Provide only the number of lines in the listing that contain the word "black".

====== DATA EXTRACT

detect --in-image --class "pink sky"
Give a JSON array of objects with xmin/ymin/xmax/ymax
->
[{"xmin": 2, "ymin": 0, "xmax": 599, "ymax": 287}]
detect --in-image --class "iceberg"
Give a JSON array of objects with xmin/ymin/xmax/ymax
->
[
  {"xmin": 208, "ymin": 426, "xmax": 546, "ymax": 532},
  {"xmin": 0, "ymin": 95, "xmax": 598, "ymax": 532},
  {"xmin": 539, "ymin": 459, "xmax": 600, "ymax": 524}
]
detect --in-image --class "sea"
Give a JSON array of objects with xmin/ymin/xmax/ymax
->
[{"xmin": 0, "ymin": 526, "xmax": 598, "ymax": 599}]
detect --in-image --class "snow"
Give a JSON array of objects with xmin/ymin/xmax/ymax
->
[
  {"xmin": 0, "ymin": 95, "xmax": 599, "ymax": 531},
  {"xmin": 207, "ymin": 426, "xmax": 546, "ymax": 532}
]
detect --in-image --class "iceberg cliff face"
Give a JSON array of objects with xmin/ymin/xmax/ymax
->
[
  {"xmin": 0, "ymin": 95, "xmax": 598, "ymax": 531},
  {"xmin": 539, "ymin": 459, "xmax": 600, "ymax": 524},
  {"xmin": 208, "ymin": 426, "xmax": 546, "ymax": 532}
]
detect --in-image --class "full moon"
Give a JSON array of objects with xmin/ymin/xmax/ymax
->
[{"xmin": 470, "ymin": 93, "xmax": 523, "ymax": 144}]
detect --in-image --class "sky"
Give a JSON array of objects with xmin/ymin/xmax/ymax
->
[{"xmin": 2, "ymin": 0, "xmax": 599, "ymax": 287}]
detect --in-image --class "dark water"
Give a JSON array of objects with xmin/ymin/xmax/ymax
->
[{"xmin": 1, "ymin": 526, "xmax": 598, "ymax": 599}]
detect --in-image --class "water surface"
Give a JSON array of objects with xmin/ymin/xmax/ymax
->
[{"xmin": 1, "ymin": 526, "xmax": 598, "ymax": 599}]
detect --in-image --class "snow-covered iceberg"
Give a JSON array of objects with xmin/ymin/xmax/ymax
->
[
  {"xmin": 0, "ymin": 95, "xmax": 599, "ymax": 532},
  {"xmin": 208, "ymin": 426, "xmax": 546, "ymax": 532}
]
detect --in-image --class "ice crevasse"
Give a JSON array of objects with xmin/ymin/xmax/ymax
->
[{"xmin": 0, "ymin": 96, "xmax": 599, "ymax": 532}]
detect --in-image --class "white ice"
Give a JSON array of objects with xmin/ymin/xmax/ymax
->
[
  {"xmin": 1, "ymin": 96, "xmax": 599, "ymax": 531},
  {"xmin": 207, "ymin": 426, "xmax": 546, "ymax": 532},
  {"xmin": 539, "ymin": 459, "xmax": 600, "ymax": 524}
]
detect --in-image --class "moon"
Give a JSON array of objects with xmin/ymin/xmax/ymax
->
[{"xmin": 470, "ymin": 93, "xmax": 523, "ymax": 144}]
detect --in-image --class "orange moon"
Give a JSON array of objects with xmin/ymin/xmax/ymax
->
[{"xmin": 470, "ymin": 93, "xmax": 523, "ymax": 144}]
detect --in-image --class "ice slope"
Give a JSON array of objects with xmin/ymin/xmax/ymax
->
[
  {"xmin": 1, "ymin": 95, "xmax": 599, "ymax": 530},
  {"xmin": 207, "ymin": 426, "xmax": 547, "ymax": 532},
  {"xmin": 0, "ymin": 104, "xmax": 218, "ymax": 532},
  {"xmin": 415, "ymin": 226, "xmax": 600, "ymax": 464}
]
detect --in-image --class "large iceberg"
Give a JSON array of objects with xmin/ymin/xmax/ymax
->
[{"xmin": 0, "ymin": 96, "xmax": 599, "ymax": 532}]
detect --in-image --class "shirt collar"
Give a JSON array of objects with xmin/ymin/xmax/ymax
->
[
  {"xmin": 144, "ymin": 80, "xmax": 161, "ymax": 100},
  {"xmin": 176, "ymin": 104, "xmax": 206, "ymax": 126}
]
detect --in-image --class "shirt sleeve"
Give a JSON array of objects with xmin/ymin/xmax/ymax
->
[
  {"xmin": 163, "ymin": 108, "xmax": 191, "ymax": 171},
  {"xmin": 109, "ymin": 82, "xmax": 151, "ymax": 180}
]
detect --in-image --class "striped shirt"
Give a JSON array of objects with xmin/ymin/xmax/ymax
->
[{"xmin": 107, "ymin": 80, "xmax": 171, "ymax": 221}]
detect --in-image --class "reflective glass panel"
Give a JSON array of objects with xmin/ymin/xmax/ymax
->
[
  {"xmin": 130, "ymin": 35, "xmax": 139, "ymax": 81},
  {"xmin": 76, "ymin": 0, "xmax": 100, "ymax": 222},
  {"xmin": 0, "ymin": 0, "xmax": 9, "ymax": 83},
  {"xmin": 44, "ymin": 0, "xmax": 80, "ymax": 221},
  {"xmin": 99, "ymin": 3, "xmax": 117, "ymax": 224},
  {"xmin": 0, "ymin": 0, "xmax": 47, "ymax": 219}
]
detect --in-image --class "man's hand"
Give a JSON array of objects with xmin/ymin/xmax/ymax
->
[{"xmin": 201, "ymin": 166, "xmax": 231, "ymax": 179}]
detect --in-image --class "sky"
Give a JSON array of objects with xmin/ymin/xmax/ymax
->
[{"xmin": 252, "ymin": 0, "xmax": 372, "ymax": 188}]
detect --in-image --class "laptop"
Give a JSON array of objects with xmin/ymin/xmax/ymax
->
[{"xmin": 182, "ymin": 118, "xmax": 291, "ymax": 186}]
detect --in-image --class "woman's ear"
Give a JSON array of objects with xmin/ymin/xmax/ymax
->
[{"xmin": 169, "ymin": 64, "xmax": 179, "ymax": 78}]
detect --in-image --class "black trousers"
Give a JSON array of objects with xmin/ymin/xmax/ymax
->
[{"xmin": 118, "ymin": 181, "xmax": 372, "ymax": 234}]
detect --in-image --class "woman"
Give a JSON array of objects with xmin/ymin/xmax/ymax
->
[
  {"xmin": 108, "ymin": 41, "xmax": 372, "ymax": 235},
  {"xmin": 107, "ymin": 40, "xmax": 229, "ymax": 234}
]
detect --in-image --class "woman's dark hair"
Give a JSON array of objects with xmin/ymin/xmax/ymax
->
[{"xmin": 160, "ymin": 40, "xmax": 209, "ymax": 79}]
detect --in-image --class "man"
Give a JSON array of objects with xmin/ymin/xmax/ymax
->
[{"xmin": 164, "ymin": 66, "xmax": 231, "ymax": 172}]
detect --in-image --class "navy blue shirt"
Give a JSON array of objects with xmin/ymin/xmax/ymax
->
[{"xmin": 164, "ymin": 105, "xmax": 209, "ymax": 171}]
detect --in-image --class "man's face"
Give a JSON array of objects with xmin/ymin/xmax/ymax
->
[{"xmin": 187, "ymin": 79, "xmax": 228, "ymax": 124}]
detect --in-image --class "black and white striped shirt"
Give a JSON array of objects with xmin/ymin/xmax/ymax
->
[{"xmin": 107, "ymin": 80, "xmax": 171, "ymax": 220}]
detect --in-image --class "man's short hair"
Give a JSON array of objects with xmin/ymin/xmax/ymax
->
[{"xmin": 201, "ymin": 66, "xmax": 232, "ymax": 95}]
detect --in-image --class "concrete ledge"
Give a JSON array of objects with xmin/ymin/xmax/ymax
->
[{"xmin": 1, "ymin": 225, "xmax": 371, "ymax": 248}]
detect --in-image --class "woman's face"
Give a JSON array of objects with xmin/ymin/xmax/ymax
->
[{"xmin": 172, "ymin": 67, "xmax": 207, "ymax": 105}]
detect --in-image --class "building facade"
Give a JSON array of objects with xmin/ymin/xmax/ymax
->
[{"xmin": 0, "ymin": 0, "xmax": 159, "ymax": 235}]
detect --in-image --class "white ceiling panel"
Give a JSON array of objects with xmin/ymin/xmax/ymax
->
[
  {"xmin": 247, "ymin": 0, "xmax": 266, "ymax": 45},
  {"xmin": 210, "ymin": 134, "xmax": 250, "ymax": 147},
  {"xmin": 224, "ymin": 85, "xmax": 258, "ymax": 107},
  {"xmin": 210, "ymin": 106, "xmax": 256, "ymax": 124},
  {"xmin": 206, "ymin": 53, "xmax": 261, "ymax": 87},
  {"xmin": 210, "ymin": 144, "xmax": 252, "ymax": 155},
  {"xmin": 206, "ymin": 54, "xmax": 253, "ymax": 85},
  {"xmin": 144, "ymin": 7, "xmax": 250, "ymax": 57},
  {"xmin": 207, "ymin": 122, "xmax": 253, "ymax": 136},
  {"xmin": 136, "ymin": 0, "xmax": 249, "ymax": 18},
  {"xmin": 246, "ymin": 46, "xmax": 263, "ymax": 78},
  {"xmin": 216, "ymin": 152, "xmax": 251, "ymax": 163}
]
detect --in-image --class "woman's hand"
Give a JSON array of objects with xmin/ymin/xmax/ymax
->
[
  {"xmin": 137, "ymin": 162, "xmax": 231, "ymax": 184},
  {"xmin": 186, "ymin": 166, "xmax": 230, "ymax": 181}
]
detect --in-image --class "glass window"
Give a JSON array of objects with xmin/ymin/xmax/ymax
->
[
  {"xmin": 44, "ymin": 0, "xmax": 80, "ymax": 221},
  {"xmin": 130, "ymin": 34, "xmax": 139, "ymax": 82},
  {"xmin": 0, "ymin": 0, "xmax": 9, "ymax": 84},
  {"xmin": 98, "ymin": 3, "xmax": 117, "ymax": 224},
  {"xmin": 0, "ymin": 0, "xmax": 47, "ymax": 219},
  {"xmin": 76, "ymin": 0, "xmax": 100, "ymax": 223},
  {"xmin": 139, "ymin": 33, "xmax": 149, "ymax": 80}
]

============

* [OUTPUT OF THE EXERCISE]: 2